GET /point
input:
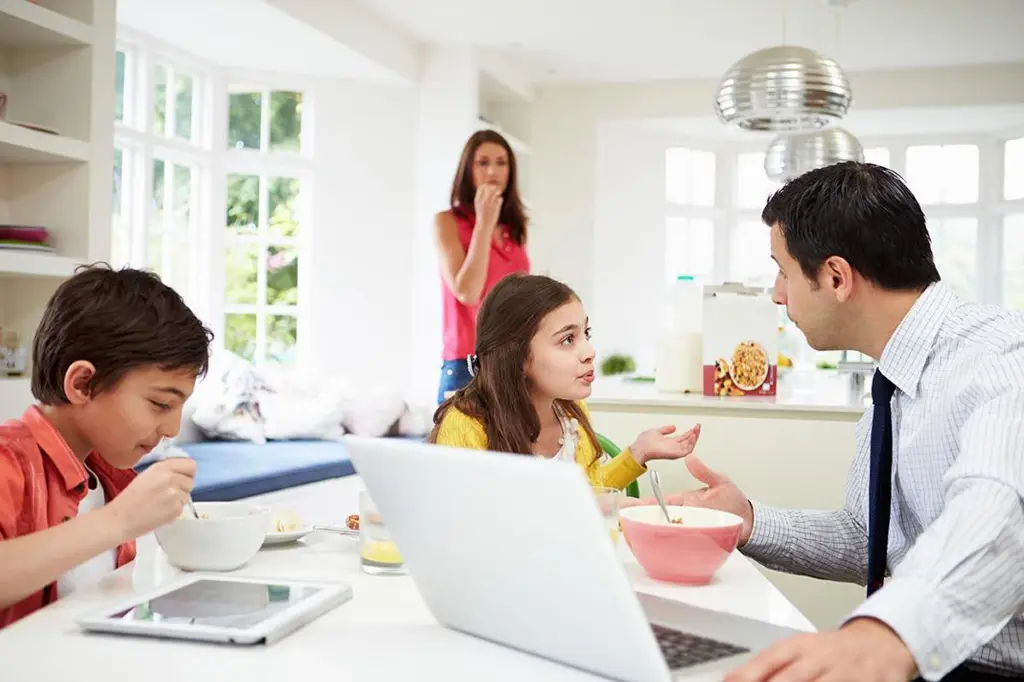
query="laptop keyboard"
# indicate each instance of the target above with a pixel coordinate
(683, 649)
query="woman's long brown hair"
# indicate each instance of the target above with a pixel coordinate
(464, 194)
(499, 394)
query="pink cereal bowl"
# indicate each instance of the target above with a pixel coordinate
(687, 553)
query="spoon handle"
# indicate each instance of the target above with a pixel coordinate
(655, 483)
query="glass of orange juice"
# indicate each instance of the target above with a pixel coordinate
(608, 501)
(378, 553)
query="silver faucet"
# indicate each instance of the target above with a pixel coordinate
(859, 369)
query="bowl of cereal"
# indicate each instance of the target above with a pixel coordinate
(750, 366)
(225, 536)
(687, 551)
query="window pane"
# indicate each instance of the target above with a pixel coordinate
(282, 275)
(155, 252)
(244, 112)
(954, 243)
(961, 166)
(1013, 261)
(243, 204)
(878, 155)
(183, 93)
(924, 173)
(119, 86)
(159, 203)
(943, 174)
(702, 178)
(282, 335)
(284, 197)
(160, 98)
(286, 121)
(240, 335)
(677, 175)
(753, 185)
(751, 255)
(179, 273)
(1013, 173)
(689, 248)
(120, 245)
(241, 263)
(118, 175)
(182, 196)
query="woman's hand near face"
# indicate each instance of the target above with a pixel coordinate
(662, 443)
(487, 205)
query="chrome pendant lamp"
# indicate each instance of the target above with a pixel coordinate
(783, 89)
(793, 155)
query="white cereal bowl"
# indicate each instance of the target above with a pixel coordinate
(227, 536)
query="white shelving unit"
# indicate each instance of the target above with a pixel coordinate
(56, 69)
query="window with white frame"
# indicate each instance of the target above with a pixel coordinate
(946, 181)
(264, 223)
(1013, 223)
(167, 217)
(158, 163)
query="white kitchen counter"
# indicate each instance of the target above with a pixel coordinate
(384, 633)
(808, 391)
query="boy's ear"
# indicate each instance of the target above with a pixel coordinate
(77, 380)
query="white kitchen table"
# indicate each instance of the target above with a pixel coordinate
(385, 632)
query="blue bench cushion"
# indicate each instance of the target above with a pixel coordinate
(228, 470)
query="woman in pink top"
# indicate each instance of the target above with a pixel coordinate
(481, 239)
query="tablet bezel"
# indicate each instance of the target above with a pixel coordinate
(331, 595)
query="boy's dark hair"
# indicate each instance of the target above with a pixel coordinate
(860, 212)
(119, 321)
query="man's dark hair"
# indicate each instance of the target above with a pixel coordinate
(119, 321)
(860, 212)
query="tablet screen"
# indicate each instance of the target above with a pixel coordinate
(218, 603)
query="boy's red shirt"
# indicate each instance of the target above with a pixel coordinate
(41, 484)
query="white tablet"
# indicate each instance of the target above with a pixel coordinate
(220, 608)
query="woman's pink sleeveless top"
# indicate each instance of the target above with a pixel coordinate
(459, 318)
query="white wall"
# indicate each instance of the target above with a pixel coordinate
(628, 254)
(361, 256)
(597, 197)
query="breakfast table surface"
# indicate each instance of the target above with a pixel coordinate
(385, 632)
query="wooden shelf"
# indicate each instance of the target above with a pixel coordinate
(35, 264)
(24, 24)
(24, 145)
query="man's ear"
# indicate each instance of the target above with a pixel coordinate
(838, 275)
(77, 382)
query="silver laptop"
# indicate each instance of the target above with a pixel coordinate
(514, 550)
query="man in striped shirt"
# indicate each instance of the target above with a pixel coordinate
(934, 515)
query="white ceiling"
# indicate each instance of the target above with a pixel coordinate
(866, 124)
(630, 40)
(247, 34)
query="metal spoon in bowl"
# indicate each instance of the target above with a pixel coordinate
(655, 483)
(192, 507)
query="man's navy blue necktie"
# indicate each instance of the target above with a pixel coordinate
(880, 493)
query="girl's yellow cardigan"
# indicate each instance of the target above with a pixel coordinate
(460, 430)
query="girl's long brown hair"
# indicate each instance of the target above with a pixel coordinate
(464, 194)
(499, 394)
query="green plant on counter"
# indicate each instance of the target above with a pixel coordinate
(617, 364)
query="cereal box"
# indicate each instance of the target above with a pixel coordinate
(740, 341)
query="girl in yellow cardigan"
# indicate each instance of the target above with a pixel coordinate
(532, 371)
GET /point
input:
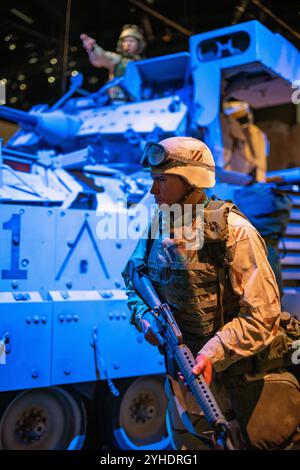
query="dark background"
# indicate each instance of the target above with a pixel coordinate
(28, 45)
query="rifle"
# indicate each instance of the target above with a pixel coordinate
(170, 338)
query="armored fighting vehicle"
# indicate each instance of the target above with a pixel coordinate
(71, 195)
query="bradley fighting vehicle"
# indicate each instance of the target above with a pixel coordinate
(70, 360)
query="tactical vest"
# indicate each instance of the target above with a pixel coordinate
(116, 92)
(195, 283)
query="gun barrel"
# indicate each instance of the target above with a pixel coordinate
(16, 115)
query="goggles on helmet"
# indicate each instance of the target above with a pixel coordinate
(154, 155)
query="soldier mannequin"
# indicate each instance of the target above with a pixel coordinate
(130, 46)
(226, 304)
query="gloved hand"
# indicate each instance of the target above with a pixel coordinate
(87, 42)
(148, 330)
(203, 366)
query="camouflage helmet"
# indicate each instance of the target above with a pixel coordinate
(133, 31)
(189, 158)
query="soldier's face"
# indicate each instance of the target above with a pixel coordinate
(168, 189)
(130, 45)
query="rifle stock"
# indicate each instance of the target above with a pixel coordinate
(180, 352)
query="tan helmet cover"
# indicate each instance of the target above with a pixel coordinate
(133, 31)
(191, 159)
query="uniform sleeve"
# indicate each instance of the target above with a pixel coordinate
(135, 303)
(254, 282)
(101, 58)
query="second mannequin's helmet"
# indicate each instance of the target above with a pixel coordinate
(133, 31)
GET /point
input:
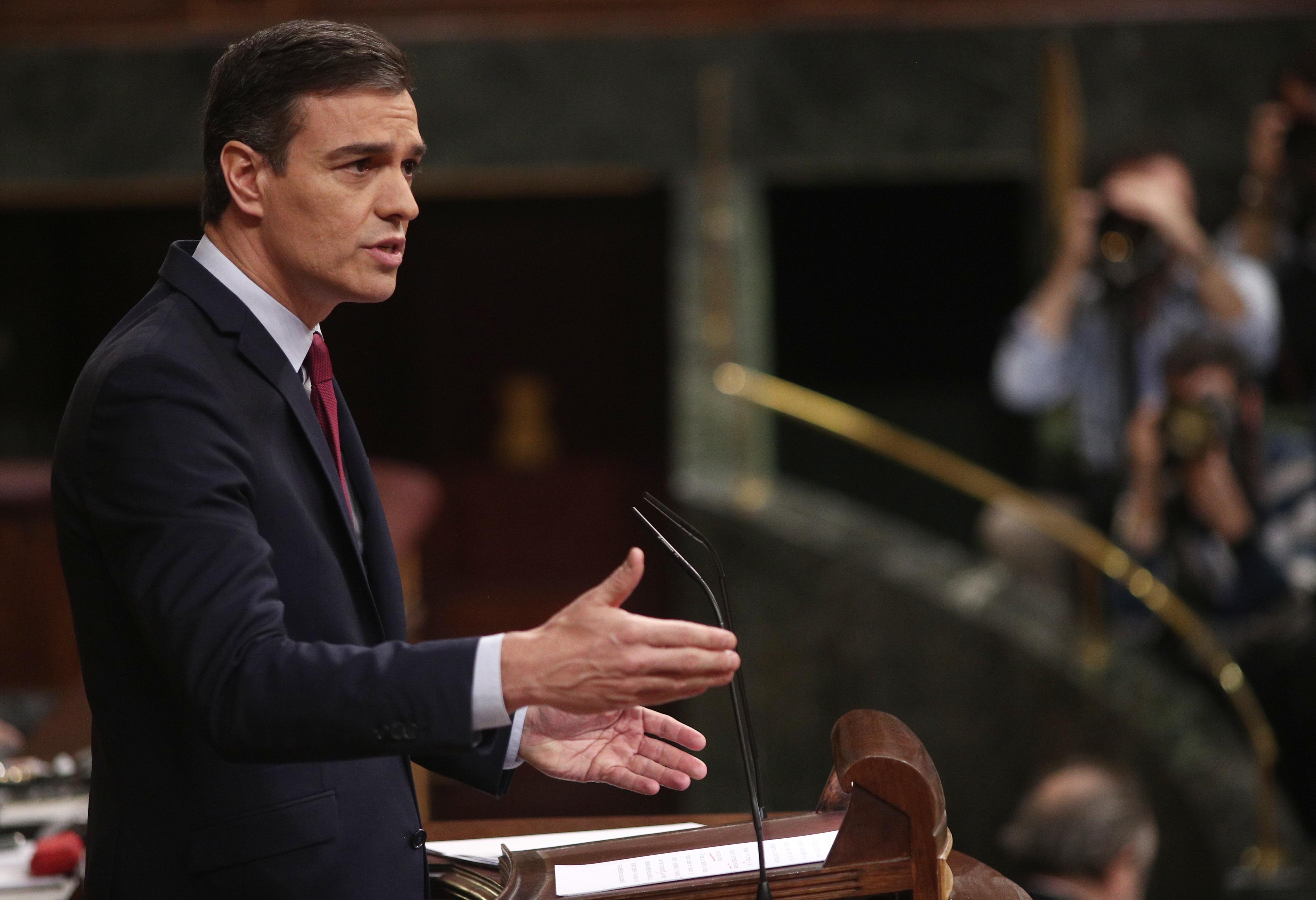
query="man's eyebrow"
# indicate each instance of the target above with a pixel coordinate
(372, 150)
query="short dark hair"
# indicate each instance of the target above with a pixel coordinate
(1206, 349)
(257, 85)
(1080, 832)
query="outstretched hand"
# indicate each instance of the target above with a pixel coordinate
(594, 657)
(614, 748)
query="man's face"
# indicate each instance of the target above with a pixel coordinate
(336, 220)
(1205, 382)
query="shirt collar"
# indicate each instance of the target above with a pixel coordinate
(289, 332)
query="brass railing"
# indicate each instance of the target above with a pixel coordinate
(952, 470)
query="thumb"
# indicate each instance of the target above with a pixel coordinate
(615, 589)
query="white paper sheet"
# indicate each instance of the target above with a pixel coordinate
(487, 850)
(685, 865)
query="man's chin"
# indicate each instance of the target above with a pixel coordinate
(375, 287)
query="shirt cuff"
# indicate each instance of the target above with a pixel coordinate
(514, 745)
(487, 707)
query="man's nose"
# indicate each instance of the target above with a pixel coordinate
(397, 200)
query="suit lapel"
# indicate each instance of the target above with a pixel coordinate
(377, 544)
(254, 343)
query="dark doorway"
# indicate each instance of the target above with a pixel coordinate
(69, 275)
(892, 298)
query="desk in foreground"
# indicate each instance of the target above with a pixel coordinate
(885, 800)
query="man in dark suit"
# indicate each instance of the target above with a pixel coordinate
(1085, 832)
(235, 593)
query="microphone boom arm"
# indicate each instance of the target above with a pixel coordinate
-----
* [EXERCISE DESCRIPTION]:
Find each line in the records above that contains "soldier", and copy it.

* [SOLUTION TO THE PROBLEM]:
query="soldier mannequin"
query="soldier's face"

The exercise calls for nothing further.